* **Task details**: Print the records below word for word, but leave out the pictures.

* **Data listing**:
__________
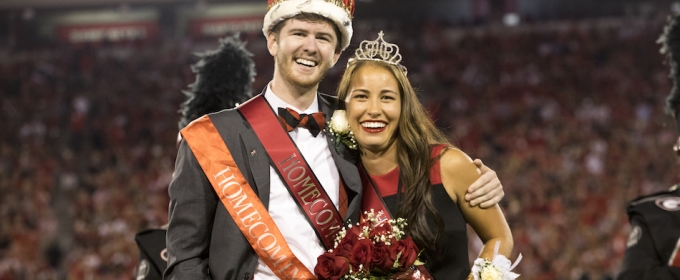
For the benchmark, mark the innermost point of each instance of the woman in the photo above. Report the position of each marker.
(400, 148)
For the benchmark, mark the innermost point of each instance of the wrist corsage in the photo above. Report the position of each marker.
(499, 268)
(339, 127)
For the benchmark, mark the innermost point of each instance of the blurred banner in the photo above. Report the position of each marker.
(105, 25)
(220, 20)
(112, 32)
(218, 27)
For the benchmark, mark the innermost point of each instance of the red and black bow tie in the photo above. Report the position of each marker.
(290, 119)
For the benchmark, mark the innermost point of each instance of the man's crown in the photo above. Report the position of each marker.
(347, 5)
(378, 50)
(340, 12)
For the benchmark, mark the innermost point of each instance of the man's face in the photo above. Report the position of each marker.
(303, 51)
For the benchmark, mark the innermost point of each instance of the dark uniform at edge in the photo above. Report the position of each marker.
(652, 247)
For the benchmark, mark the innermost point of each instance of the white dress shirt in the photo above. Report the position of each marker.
(290, 220)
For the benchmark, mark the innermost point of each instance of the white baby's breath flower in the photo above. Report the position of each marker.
(339, 122)
(491, 272)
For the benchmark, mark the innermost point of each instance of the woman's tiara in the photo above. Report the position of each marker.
(378, 50)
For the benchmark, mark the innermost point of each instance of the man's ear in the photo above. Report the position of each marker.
(272, 44)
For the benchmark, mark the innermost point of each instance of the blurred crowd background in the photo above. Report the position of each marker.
(568, 111)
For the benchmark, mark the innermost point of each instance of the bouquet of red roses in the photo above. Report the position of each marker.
(376, 248)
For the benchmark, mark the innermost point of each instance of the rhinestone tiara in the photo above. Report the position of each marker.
(378, 50)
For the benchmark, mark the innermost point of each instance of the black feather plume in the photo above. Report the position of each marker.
(670, 46)
(224, 78)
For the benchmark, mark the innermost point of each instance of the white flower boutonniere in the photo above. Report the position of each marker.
(499, 268)
(339, 127)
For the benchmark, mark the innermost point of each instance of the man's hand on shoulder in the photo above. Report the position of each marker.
(486, 191)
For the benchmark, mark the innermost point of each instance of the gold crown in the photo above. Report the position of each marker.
(378, 50)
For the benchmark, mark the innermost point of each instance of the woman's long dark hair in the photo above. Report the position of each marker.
(416, 135)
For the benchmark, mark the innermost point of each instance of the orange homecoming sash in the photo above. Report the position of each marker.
(293, 170)
(241, 202)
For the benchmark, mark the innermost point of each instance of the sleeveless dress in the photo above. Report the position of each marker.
(452, 261)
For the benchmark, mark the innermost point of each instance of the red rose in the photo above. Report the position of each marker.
(408, 249)
(361, 254)
(344, 248)
(331, 267)
(380, 258)
(383, 229)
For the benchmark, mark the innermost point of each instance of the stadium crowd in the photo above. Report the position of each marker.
(570, 115)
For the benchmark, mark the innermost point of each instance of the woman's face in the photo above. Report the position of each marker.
(374, 107)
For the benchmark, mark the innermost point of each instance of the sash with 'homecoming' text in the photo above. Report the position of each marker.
(241, 202)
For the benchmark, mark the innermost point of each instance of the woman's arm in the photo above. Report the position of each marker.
(458, 172)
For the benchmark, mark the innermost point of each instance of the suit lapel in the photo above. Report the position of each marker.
(344, 160)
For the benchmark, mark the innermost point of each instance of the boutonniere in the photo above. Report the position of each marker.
(339, 127)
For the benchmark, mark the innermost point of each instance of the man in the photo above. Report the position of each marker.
(252, 200)
(653, 247)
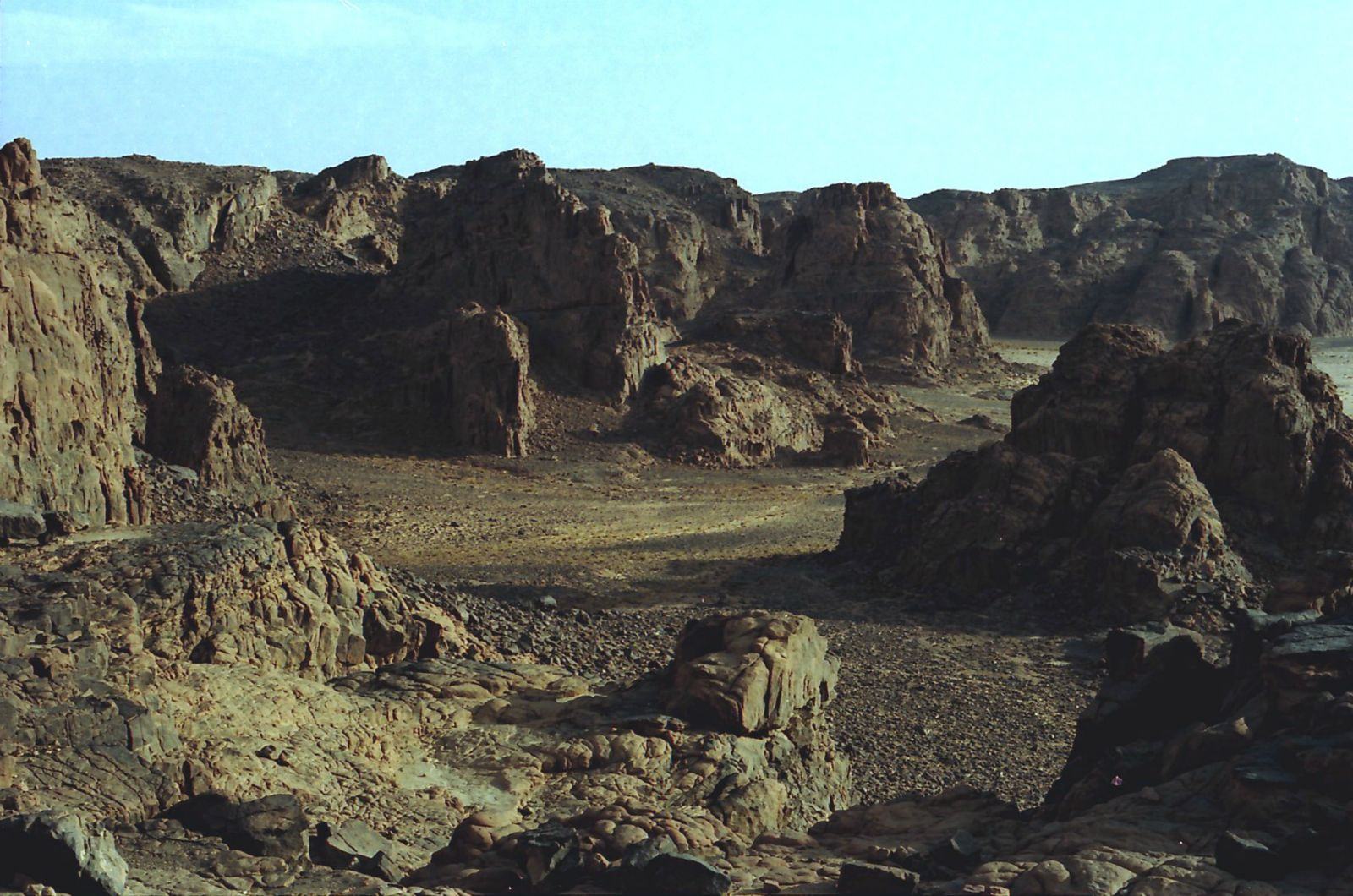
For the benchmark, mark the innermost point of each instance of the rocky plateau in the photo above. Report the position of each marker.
(624, 533)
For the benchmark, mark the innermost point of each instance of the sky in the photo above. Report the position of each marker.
(789, 95)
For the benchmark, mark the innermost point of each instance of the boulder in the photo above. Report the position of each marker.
(712, 416)
(751, 673)
(56, 848)
(20, 522)
(270, 826)
(868, 878)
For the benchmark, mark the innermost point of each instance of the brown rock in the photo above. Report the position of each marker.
(195, 421)
(468, 387)
(1179, 248)
(507, 234)
(751, 673)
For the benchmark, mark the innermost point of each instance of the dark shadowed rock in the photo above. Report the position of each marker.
(56, 849)
(467, 385)
(866, 878)
(507, 234)
(271, 826)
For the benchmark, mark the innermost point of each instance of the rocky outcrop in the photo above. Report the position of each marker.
(697, 233)
(1194, 770)
(76, 358)
(716, 417)
(1123, 473)
(753, 673)
(468, 386)
(861, 252)
(358, 203)
(194, 420)
(507, 236)
(1179, 248)
(820, 340)
(173, 213)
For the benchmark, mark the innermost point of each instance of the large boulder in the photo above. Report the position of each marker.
(1133, 473)
(751, 673)
(507, 236)
(58, 849)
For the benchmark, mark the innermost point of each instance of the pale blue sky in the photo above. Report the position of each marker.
(778, 95)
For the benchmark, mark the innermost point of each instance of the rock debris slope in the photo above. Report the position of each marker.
(1179, 248)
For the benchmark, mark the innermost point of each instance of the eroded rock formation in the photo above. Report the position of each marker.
(468, 385)
(507, 236)
(697, 233)
(173, 213)
(194, 420)
(716, 417)
(1179, 248)
(76, 358)
(861, 252)
(1125, 473)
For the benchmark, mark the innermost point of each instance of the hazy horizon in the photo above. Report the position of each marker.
(972, 96)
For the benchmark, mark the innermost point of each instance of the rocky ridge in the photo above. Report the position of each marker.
(1133, 472)
(1179, 248)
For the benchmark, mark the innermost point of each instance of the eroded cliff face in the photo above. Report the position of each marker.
(507, 236)
(173, 213)
(81, 383)
(76, 359)
(1179, 248)
(861, 252)
(697, 233)
(1133, 472)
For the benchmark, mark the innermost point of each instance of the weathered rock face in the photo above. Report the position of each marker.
(358, 203)
(1126, 459)
(818, 339)
(194, 420)
(468, 386)
(716, 417)
(753, 673)
(861, 252)
(1179, 248)
(696, 232)
(1245, 407)
(1190, 774)
(173, 213)
(509, 236)
(74, 355)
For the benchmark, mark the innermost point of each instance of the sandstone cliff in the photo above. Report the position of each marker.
(507, 236)
(81, 385)
(861, 252)
(76, 358)
(173, 213)
(697, 233)
(1180, 248)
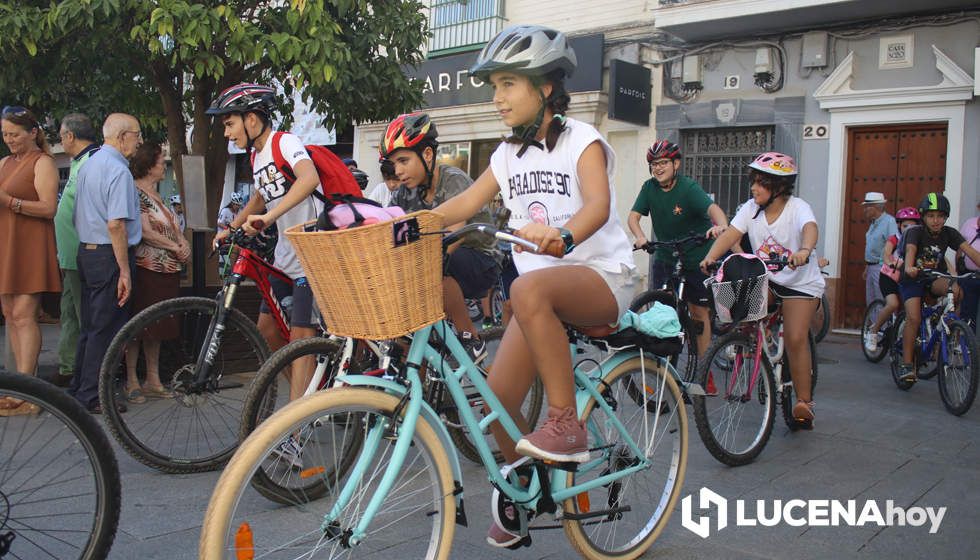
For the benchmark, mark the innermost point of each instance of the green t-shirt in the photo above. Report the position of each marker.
(676, 213)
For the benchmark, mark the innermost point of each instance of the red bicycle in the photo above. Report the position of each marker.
(209, 355)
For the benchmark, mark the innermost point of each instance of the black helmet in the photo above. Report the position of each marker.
(531, 50)
(244, 98)
(934, 202)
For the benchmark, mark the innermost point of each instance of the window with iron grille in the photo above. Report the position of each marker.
(717, 159)
(459, 25)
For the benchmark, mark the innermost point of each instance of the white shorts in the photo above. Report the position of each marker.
(621, 284)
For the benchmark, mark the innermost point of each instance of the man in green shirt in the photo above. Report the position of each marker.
(678, 207)
(78, 140)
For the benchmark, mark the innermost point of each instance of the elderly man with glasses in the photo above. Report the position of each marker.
(107, 219)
__________
* **Solution for this exercise**:
For the benchmark, mark the innermost point of each instance of the woman in the photo above. Report the position of each marker.
(400, 148)
For the benchmark, mark the innermost point of each instance of the wrist corsage in the photo above. Report the position of each marker.
(499, 268)
(339, 127)
For the benchmark, mark the innermost point of each instance of the blurred banner in the photo above. Report the position of each marker.
(105, 25)
(220, 20)
(112, 32)
(218, 27)
For the benchmark, mark the innermost point of each instance of the red and black bow tie in the photo above. Report the position of each marker.
(290, 119)
For the benchmark, mark the innermost point of each instance of the man's crown in the photo above. Report the position of each marker.
(347, 5)
(378, 50)
(340, 12)
For the benchmark, mark the innermost point of each instance of the man's face in the photo above. Report the position of each marker.
(303, 51)
For the benchmark, mark the innermost point of each instance of the dark uniform at edge in the photo above. Report the position of each marker.
(652, 247)
For the benchmark, mark the innermost point of each instance of the white dress shirt in the photo above. Report the position of each marker.
(290, 220)
For the benchmark, mark the innermost point of each instance of the white baby's breath flower in the photo above. Report the position of each marker.
(339, 122)
(491, 272)
For the benchmark, mark the innermost point of each instance of the woman's tiara in the photo above. Report the position of each marker.
(378, 50)
For the benchmark, mark the innermost point of each instance of the man's ear in the photo above. Report the position of each marker.
(272, 44)
For the benchmark, mark the innermost point of each instance of the blurred crowd background in the photo above. Report the position of each marker.
(568, 111)
For the benchmark, mark the innermost point of each instance of the bouquet of red roses in the photo above. Report the position of each marker.
(376, 248)
For the benchmark, mark the innermost point of each instance of the rhinestone tiara in the photo above. Report the position of each marker.
(378, 50)
For the benchmark, mark the innermost point of each instance of the black feather plume in the photo above. Report the position of each marker.
(670, 46)
(224, 78)
For the benchmark, mark the innermost point of each instance of the white flower boutonniere in the photo above. Report the position of each marker.
(499, 268)
(339, 127)
For the benchmark, mark the innermost point of each instance of the man's hand on shoulder in the photo above. Report the position of each marker.
(486, 191)
For the benchmark, mark the innermost point of each instance of the gold crown in the photo above. Report the position of each marker.
(378, 50)
For the benchmark, mark the innermost point of each instance of the woman's long dark hair in the photo above. Report the position of each marker.
(416, 135)
For the benchmark, mark the innermost point of each instance of the orange homecoming sash in the photo above. Report the position of each marker.
(293, 170)
(241, 202)
For the benchmark, mark the innermost point of each instance of the sleeveless dress in the photo above. Report the position of each marker.
(452, 261)
For the benchmark, mark the innermost point of each instance of the red rose in the photo above. Report the position of each marker.
(408, 249)
(361, 254)
(344, 248)
(331, 267)
(380, 258)
(383, 229)
For the benchmark, mark the innermost point of each instance of the stadium crowd in the photo above. Report the position of each marker.
(570, 115)
For the benchmark, mark the innermost point of each instance of the woman's face in the photo above. Report the position of each marker.
(374, 107)
For the benchmark, mark the innermost point of each instance of the sash with 'homecoming' text in the photo above. Report the position of each marker.
(241, 202)
For the benchmark, mark the innermost point of each instance of the woman's arm in the photo above. Report the position of each marker.
(458, 172)
For the benchmark, mark the innermost point of each instance of the suit lapel in the photo above. Report the position of each marker.
(344, 160)
For the benchmark, mark the innermost point of each instance of the boutonniere in the photo above. Report the position of each marker.
(339, 127)
For the benchmark, mark the innermost point of each instance of the man in the photo above. Report the position of each marker.
(252, 200)
(653, 247)
For the benchmark, mark the innermost point of each instance of the rocky plateau in the photo above. Report the position of each marker.
(624, 533)
For the benchmark, mark the innermost point of each instance of the sky in the photo above. Report the position of each marker.
(789, 95)
For the benchmark, mark the innermost point of each instance of the boulder in the photo above. Report the position of each marker.
(712, 416)
(751, 673)
(56, 848)
(20, 522)
(270, 826)
(868, 878)
For the benchmark, mark the innermost point of each instance of the brown rock in the photo above. Report the position of each marker.
(195, 421)
(468, 387)
(1179, 248)
(507, 234)
(751, 673)
For the benchmark, mark the innermost point of each instance of the dark shadowed rock in the photo above. Report the position of each marker.
(56, 849)
(467, 385)
(866, 878)
(507, 234)
(271, 826)
For the benchmark, mark the innermost point of each instance of the rocky outcrop in the photo above. Report the position of each marker.
(697, 233)
(1194, 770)
(76, 358)
(716, 417)
(1123, 473)
(753, 673)
(468, 386)
(861, 252)
(358, 203)
(194, 420)
(507, 236)
(1179, 248)
(820, 340)
(173, 213)
For the benchmark, mark the innermost point of each instance of the large boulder in the photo above. Report the position of each marker.
(1133, 473)
(751, 673)
(507, 236)
(58, 849)
For the benchmark, mark the innermost point of each instance of the pale blue sky in the photo above. Report the position of each marker.
(778, 95)
For the benchmark, mark the innermost point of each instance of the rock debris slope in the photo above. Report the position of each marker.
(1179, 248)
For the benchmark, mark the innermost point of each instance of the eroded rock formation in the photo above. Report the position of each marker.
(468, 385)
(507, 236)
(697, 233)
(173, 213)
(194, 420)
(716, 417)
(1179, 248)
(76, 358)
(861, 252)
(1125, 473)
For the benchmark, mark the innermost point of each instance of the hazy horizon in the photo above. Report the position of each marker.
(972, 96)
For the benchmark, mark the innermost point of each instance of the rocky ridge in the photo above. Report the position of each marker.
(1133, 472)
(1179, 248)
For the benchmark, mark the innermost point of each instance of the eroded cliff face in the photo above. Report the position of each marker.
(507, 236)
(173, 213)
(81, 383)
(76, 359)
(1179, 248)
(861, 252)
(697, 233)
(1133, 472)
For the benchmark, mark the innermost point of each instance of the weathered rock face in the photo above. Report the position of each marker.
(358, 203)
(1126, 459)
(818, 339)
(194, 420)
(468, 386)
(716, 417)
(753, 673)
(861, 252)
(1179, 248)
(696, 232)
(1245, 407)
(1190, 774)
(173, 213)
(509, 236)
(74, 355)
For the benchmark, mark the innermost point of each instance of the sandstone cliff in the photo above. Report the position of each marker.
(507, 236)
(81, 385)
(861, 252)
(76, 358)
(173, 213)
(697, 233)
(1180, 248)
For the benchmark, mark the innermost point of each instance of the green t-shirt in the photo above. Report the position of each marker.
(676, 213)
For the benchmark, mark the innermost point of each instance of the red bicycle in the photo above. Report the position of each marker.
(209, 355)
For the benchmark, mark the innermost point of each instance of the black helmet in the photo above. Report the position of each marker.
(531, 50)
(244, 98)
(934, 202)
For the benchmark, mark the innermost point of each instance of the window with iron grille in the photo above. Report the position of each marker.
(717, 159)
(459, 25)
For the benchmark, mark the innermost point of each instance of the white shorts in the photo above. Report the position of each marker.
(621, 284)
For the benchmark, mark the innermost point of each instance of the man in green shirt in the photo above. Report the position of each marker.
(678, 207)
(78, 140)
For the benchmark, mark the innermost point of each instance of the elderly man with glasses in the photo above. Report the position of each marker.
(107, 219)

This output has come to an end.